• _Material shown_
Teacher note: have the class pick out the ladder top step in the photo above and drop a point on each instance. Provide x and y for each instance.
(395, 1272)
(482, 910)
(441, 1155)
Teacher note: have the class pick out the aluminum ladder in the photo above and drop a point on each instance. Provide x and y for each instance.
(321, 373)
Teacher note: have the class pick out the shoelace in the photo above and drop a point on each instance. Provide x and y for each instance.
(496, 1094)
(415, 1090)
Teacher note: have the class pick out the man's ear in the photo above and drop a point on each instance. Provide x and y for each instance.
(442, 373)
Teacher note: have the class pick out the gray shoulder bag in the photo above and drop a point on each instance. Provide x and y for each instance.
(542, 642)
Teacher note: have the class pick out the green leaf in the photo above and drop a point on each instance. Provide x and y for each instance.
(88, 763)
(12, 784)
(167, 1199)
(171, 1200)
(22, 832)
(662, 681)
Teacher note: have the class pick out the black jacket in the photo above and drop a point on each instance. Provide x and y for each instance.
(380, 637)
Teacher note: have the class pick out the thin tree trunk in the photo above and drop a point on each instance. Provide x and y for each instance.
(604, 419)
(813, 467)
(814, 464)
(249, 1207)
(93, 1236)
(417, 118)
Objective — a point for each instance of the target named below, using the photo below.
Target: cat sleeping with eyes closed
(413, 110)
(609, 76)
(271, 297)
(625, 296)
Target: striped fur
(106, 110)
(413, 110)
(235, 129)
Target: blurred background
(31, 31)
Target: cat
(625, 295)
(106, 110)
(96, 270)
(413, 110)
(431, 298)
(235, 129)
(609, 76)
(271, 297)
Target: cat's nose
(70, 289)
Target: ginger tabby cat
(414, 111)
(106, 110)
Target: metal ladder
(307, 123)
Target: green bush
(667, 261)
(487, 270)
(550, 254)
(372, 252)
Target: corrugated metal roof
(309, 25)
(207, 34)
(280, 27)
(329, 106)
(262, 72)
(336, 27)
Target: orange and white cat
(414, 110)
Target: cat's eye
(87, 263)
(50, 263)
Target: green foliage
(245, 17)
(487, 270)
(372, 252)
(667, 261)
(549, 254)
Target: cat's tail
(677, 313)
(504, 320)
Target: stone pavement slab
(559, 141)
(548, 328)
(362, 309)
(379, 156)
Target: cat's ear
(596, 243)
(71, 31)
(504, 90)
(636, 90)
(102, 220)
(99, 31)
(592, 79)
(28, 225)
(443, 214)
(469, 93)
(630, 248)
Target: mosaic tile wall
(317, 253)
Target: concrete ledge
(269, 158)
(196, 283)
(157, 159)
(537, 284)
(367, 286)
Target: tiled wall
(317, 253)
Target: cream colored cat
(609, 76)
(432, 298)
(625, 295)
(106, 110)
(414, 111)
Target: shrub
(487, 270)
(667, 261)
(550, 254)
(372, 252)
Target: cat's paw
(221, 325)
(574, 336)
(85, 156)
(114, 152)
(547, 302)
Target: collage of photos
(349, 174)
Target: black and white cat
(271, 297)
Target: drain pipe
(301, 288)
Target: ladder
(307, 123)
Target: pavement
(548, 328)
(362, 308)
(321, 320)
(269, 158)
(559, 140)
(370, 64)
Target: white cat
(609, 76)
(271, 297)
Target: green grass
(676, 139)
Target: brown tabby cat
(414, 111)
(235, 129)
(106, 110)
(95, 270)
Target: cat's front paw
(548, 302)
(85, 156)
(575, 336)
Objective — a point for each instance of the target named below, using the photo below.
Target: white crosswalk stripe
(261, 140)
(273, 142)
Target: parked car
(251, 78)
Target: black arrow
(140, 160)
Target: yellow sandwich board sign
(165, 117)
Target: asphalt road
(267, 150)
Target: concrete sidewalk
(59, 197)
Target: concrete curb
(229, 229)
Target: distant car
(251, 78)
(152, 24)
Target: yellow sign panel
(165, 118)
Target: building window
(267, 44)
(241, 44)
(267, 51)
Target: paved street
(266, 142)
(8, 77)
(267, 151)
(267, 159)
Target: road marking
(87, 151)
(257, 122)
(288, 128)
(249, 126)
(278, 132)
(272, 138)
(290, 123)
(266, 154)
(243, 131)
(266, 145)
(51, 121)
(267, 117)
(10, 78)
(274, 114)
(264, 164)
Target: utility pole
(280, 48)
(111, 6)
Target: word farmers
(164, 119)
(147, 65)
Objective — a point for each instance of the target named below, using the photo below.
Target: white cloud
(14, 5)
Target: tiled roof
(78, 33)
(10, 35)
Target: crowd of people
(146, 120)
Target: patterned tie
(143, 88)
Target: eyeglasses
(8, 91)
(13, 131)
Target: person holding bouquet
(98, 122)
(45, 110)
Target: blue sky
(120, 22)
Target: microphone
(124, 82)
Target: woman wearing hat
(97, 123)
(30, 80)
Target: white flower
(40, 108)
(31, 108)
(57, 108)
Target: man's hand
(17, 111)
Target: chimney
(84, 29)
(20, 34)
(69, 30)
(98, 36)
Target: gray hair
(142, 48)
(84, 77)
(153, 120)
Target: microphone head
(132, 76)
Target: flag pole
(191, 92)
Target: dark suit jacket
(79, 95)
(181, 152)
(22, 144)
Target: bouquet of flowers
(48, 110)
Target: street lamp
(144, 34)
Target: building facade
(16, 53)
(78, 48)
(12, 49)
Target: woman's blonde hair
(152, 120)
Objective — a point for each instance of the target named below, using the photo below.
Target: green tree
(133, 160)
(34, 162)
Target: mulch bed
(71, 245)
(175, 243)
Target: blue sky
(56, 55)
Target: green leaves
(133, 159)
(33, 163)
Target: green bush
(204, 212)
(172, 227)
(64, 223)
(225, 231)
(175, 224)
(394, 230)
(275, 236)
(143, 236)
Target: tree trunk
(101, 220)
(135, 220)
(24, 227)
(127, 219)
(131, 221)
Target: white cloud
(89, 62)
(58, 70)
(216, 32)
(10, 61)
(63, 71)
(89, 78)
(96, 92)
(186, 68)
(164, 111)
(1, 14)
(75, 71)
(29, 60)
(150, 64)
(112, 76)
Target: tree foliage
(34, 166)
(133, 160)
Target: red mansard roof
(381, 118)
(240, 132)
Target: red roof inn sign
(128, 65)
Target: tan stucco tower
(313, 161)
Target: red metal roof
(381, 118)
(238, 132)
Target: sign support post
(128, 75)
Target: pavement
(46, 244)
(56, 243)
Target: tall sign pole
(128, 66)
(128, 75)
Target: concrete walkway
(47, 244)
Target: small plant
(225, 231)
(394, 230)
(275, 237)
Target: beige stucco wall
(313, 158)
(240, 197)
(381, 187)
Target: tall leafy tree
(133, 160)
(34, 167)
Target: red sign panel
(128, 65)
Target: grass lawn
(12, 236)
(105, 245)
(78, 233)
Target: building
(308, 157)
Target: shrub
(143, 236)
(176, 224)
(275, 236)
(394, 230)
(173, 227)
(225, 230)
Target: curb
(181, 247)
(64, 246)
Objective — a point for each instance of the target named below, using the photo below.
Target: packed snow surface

• _Assigned task_
Extract the full set of entries word for word.

• _Completed exercise_
Teacher note: have the class pick out the ladder top step in the photo above and drop a point on each instance. Provide x and y for each instance.
(395, 1272)
(482, 910)
(441, 1155)
Teacher note: have the class pick out the aluminum ladder in the photo above and drop a point on each instance. Provide x and y for each instance.
(321, 373)
Teacher note: have the class pick out the shoelace in the photo above and drop a point on each instance. Provide x and y for each instance.
(496, 1094)
(415, 1090)
Teacher note: have the class pick out the man's ear in the photo above and drop a point on each instance. Provide x and y for each instance.
(442, 373)
Teacher note: have the class pick out the gray shoulder bag in the photo above and drop a point on each instance. Provide x and y for each instance.
(542, 642)
Teacher note: have the class pick out the green leaf in the photo above and drop a point on each instance. Provide x and y for each instance.
(88, 763)
(12, 784)
(167, 1199)
(171, 1200)
(22, 832)
(662, 681)
Teacher note: have the class pick out the black jacket in the photo above and drop a point on each instance. Provide x and y for each instance.
(380, 637)
Teacher note: have the class pick out the thin tree trunk in the photo above and drop a point on each instance. Provide x and y for each instance.
(604, 419)
(813, 467)
(814, 464)
(249, 1207)
(93, 1236)
(417, 118)
Objective — a point for each instance of the target named below, using the photo below.
Target: cat sleeping with eyes closed
(413, 110)
(609, 76)
(271, 297)
(625, 296)
Target: striped fur
(106, 110)
(413, 110)
(235, 129)
Target: blurred background
(31, 31)
Target: cat
(625, 295)
(106, 110)
(96, 270)
(413, 110)
(431, 298)
(235, 129)
(609, 76)
(271, 297)
Target: cat's nose
(70, 289)
Target: ginger tabby cat
(414, 111)
(106, 110)
Target: metal ladder
(307, 123)
Target: green bush
(667, 261)
(487, 270)
(550, 254)
(372, 252)
Target: corrugated metal roof
(309, 25)
(207, 34)
(280, 27)
(329, 106)
(262, 72)
(336, 27)
Target: orange and white cat
(414, 110)
Target: cat's eye
(87, 263)
(50, 263)
Target: green foliage
(245, 17)
(487, 270)
(372, 252)
(667, 261)
(549, 254)
Target: cat's tail
(677, 313)
(504, 320)
Target: stone pavement slab
(559, 141)
(548, 328)
(362, 309)
(379, 156)
Target: cat's ear
(596, 243)
(71, 31)
(504, 90)
(636, 90)
(102, 220)
(99, 31)
(592, 79)
(28, 225)
(443, 214)
(469, 93)
(630, 248)
Target: mosaic tile wall
(317, 253)
Target: concrete ledge
(269, 158)
(196, 283)
(157, 159)
(537, 284)
(367, 286)
Target: tiled wall
(317, 253)
Target: cream colored cat
(609, 76)
(432, 298)
(625, 295)
(106, 110)
(414, 111)
Target: shrub
(487, 270)
(667, 261)
(550, 254)
(372, 252)
Target: cat's paw
(221, 325)
(574, 336)
(85, 156)
(114, 152)
(547, 302)
Target: collage of photos
(349, 174)
Target: black and white cat
(271, 297)
Target: drain pipe
(301, 288)
Target: ladder
(307, 123)
Target: pavement
(548, 328)
(362, 308)
(321, 320)
(269, 158)
(559, 140)
(370, 64)
Target: white cat
(609, 76)
(271, 297)
Target: green grass
(676, 139)
Target: brown tabby cat
(414, 111)
(235, 129)
(106, 110)
(95, 270)
Target: cat's front paw
(548, 302)
(85, 156)
(575, 336)
Objective — a point for each instance of the target named below, using the photo below.
Target: white crosswalk stripe
(261, 140)
(273, 142)
Target: parked car
(251, 78)
Target: black arrow
(140, 160)
Target: yellow sandwich board sign
(165, 117)
Target: asphalt road
(267, 150)
Target: concrete sidewalk
(59, 197)
Target: concrete curb
(229, 229)
Target: distant car
(251, 78)
(152, 24)
Target: yellow sign panel
(165, 118)
Target: building window
(267, 44)
(241, 44)
(267, 51)
Target: paved street
(266, 142)
(8, 77)
(267, 151)
(267, 159)
Target: road marking
(87, 151)
(257, 122)
(288, 128)
(249, 126)
(278, 132)
(272, 138)
(290, 123)
(266, 154)
(243, 131)
(266, 145)
(51, 121)
(267, 117)
(10, 78)
(274, 114)
(264, 164)
Target: utility pole
(280, 48)
(111, 6)
Target: word farmers
(164, 119)
(147, 65)
Objective — a point for each instance of the target named below, using the photo below.
Target: white cloud
(14, 5)
Target: tiled roof
(78, 33)
(10, 35)
Target: crowd of people
(146, 120)
Target: patterned tie
(143, 88)
Target: eyeglasses
(8, 91)
(13, 131)
Target: person holding bouquet
(98, 122)
(45, 110)
Target: blue sky
(120, 22)
Target: microphone
(124, 82)
Target: woman wearing hat
(97, 123)
(30, 80)
Target: white flower
(40, 108)
(31, 108)
(57, 108)
Target: man's hand
(17, 111)
Target: chimney
(84, 29)
(20, 34)
(69, 30)
(98, 36)
Target: gray hair
(142, 48)
(84, 77)
(153, 120)
Target: microphone head
(132, 76)
Target: flag pole
(191, 92)
Target: dark suit jacket
(79, 95)
(181, 152)
(22, 144)
Target: bouquet of flowers
(48, 110)
Target: street lamp
(144, 34)
Target: building facade
(16, 53)
(78, 48)
(12, 49)
Target: woman's blonde hair
(152, 120)
Objective — a point for each instance of the target named below, using the photo below.
Target: green tree
(133, 160)
(34, 162)
Target: mulch bed
(71, 245)
(175, 243)
Target: blue sky
(56, 55)
Target: green leaves
(133, 159)
(33, 163)
Target: green bush
(204, 212)
(172, 227)
(64, 223)
(225, 231)
(175, 224)
(394, 230)
(275, 236)
(143, 236)
Target: tree trunk
(101, 220)
(135, 220)
(24, 227)
(127, 219)
(131, 221)
Target: white cloud
(89, 62)
(58, 70)
(216, 32)
(10, 61)
(63, 71)
(89, 78)
(96, 92)
(186, 68)
(164, 111)
(1, 14)
(75, 71)
(29, 60)
(150, 64)
(112, 76)
Target: tree foliage
(34, 166)
(133, 160)
Target: red mansard roof
(381, 118)
(240, 132)
Target: red roof inn sign
(128, 65)
Target: tan stucco tower
(313, 161)
Target: red metal roof
(381, 118)
(238, 132)
Target: sign support post
(128, 75)
Target: pavement
(46, 244)
(56, 243)
Target: tall sign pole
(128, 66)
(128, 75)
Target: concrete walkway
(47, 244)
Target: small plant
(225, 231)
(394, 230)
(275, 237)
Target: beige stucco wall
(313, 158)
(240, 197)
(381, 187)
Target: tall leafy tree
(133, 160)
(34, 167)
Target: red sign panel
(128, 65)
Target: grass lawn
(12, 236)
(105, 245)
(78, 233)
Target: building
(308, 157)
Target: shrub
(143, 236)
(176, 224)
(275, 236)
(394, 230)
(173, 227)
(225, 230)
Target: curb
(181, 247)
(64, 246)
Objective — a point for each instance of the target named below, using the photo below.
Target: packed snow surface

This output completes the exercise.